[Dataset entries]
•••••

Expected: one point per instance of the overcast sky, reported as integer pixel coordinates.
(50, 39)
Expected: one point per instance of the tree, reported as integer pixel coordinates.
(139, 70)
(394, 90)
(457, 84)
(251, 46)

•••••

■ **To be done**
Extract every line of the records above and reproduce each one unchanged, in the same order.

■ **Solution to this task**
Expected: one point per instance of the overcast sky, reported as integer pixel coordinates.
(50, 39)
Expected: one point per instance of the tree, reported as integer pixel coordinates.
(139, 70)
(394, 90)
(457, 84)
(251, 46)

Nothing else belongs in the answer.